WHAT NEEDS TO BE DONE: Each line of the listing needs to be given again exactly.

DATA PROVIDED:
--

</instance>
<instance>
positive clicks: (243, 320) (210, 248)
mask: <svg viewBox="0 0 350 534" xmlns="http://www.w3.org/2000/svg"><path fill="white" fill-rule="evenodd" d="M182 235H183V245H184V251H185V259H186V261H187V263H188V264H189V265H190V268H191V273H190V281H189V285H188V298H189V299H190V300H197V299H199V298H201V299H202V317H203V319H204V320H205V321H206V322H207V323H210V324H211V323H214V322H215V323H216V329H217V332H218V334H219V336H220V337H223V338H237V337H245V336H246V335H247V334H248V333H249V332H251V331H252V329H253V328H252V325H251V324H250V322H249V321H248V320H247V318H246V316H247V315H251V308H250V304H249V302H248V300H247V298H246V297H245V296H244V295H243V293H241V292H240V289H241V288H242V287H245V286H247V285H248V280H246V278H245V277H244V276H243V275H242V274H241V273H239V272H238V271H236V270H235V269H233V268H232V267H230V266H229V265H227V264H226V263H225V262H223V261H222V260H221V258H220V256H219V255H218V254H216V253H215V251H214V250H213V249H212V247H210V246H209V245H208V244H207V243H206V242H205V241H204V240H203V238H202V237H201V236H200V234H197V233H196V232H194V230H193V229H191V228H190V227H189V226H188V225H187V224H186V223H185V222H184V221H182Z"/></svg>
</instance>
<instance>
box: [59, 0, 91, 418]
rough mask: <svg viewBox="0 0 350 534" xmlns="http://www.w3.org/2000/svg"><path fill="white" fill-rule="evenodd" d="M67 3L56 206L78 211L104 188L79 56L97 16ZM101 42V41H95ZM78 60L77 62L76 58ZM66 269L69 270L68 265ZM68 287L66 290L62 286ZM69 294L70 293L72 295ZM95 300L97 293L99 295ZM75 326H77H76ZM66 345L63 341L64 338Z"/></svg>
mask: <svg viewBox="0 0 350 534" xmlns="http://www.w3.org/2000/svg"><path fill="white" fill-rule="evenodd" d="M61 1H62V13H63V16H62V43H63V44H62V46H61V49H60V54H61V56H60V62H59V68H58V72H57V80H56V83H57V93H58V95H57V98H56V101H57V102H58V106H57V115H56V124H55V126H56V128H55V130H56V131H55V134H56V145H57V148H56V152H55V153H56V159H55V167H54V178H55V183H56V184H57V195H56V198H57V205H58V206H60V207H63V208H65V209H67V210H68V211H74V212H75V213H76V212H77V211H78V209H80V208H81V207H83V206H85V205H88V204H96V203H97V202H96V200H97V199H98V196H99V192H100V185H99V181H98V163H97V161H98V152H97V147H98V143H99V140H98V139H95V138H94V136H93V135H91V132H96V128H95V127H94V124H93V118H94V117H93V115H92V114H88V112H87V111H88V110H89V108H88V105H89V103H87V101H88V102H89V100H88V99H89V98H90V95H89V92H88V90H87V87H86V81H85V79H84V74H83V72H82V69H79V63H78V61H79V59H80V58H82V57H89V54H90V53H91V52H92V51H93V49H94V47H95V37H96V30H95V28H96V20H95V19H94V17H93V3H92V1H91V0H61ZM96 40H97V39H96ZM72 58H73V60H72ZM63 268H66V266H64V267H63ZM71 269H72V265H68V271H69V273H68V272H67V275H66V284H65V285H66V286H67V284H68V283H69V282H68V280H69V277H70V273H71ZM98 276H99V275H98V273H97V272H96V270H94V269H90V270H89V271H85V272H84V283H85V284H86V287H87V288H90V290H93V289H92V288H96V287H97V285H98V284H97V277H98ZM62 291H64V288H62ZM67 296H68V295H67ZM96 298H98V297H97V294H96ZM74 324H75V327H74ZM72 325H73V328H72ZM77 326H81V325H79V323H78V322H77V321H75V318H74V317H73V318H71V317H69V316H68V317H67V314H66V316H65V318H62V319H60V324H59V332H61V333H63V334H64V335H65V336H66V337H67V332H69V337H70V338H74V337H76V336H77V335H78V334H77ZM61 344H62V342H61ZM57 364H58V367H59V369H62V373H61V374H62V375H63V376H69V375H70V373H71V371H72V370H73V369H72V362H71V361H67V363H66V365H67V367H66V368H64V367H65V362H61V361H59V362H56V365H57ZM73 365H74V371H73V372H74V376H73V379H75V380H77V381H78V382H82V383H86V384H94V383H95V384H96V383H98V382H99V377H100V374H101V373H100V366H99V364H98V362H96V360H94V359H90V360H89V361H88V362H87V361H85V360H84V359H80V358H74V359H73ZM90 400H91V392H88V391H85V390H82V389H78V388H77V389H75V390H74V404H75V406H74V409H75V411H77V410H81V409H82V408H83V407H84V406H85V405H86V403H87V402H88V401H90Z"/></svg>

--

RESPONSE BELOW:
</instance>
<instance>
positive clicks: (243, 320) (210, 248)
mask: <svg viewBox="0 0 350 534" xmlns="http://www.w3.org/2000/svg"><path fill="white" fill-rule="evenodd" d="M182 235H183V245H184V251H185V259H186V261H187V263H188V264H189V265H190V268H191V273H190V281H189V285H188V298H189V299H190V300H197V299H199V298H201V299H202V317H203V319H204V320H205V321H206V322H207V323H210V324H211V323H214V322H215V323H216V329H217V332H218V334H219V336H220V337H223V338H237V337H245V336H246V335H247V334H248V333H249V332H251V331H252V329H253V328H252V325H251V324H250V322H249V321H248V320H247V318H246V316H247V315H251V308H250V304H249V302H248V300H247V298H246V297H245V296H244V295H243V293H241V292H240V289H241V288H242V287H245V286H247V285H248V280H246V278H245V277H244V276H243V275H242V274H241V273H239V272H238V271H236V270H235V269H233V268H232V267H230V266H229V265H227V264H226V263H225V262H223V261H222V260H221V258H220V256H219V255H218V254H216V253H215V251H214V250H213V249H212V247H210V246H209V245H208V244H207V243H206V242H205V241H204V240H203V238H202V237H201V236H200V234H197V233H196V232H194V230H193V229H191V228H190V227H189V226H188V225H187V224H186V223H185V222H184V221H182Z"/></svg>
</instance>
<instance>
box: [59, 0, 91, 418]
rough mask: <svg viewBox="0 0 350 534" xmlns="http://www.w3.org/2000/svg"><path fill="white" fill-rule="evenodd" d="M67 3L56 206L78 211L104 188L79 56L97 16ZM101 42V41H95ZM78 60L77 62L76 58ZM66 269L69 270L68 265ZM68 287L66 290L62 286ZM69 294L70 293L72 295ZM95 300L97 293L99 295ZM75 326H77H76ZM66 345L63 341L64 338Z"/></svg>
mask: <svg viewBox="0 0 350 534" xmlns="http://www.w3.org/2000/svg"><path fill="white" fill-rule="evenodd" d="M61 1H62V13H63V16H62V43H63V44H62V46H61V49H60V54H61V56H60V62H59V68H58V72H57V80H56V83H57V93H58V95H57V98H56V101H57V102H58V106H57V115H56V124H55V126H56V128H55V130H56V131H55V134H56V145H57V148H56V152H55V153H56V159H55V167H54V178H55V183H56V184H57V195H56V198H57V205H58V206H60V207H63V208H65V209H67V210H68V211H74V212H75V213H76V212H77V211H78V209H80V208H81V207H83V206H85V205H88V204H96V203H97V202H96V200H97V199H98V196H99V192H100V185H99V181H98V163H97V161H98V152H97V147H98V143H99V140H98V139H95V138H94V136H93V135H91V132H96V128H95V127H94V124H93V118H94V117H93V115H92V114H88V112H87V111H88V110H89V108H88V105H89V103H87V101H88V102H89V100H88V99H89V98H90V95H89V92H88V90H87V87H86V81H85V79H84V74H83V72H82V69H79V63H78V61H79V59H80V58H82V57H89V54H90V53H91V52H92V51H93V49H94V47H95V37H96V30H95V28H96V20H95V19H94V17H93V3H92V1H91V0H61ZM96 40H97V39H96ZM72 58H73V60H72ZM63 268H66V266H64V267H63ZM71 269H72V265H68V271H69V273H68V272H67V275H66V284H65V285H66V286H67V284H68V283H69V282H68V280H69V277H70V273H71ZM98 276H99V275H98V273H97V272H96V270H94V269H90V270H89V271H85V272H84V283H85V284H86V287H87V288H90V290H93V289H92V288H96V287H97V285H98V284H97V277H98ZM62 291H64V288H62ZM67 296H68V295H67ZM96 298H98V297H97V294H96ZM74 324H75V327H74ZM72 325H73V328H72ZM77 326H81V325H79V323H78V322H77V321H75V318H74V317H73V318H71V317H69V316H68V317H67V314H66V316H65V318H62V319H60V324H59V332H61V333H63V334H64V335H65V336H66V337H67V332H69V337H70V338H74V337H76V336H77V335H78V334H77ZM61 344H62V342H61ZM57 364H58V367H59V369H62V373H61V374H62V375H63V376H69V375H70V373H71V371H72V370H73V369H72V362H71V361H67V363H66V365H67V367H66V368H64V367H65V362H61V361H59V362H56V365H57ZM73 365H74V371H73V372H74V376H73V379H75V380H77V381H78V382H82V383H86V384H94V383H95V384H96V383H98V382H99V377H100V374H101V373H100V366H99V364H98V362H96V360H94V359H90V360H89V361H88V362H87V361H85V360H84V359H80V358H74V359H73ZM90 400H91V392H88V391H85V390H82V389H78V388H77V389H75V390H74V404H75V406H74V409H75V411H77V410H81V409H82V408H83V407H84V406H85V405H86V403H87V402H88V401H90Z"/></svg>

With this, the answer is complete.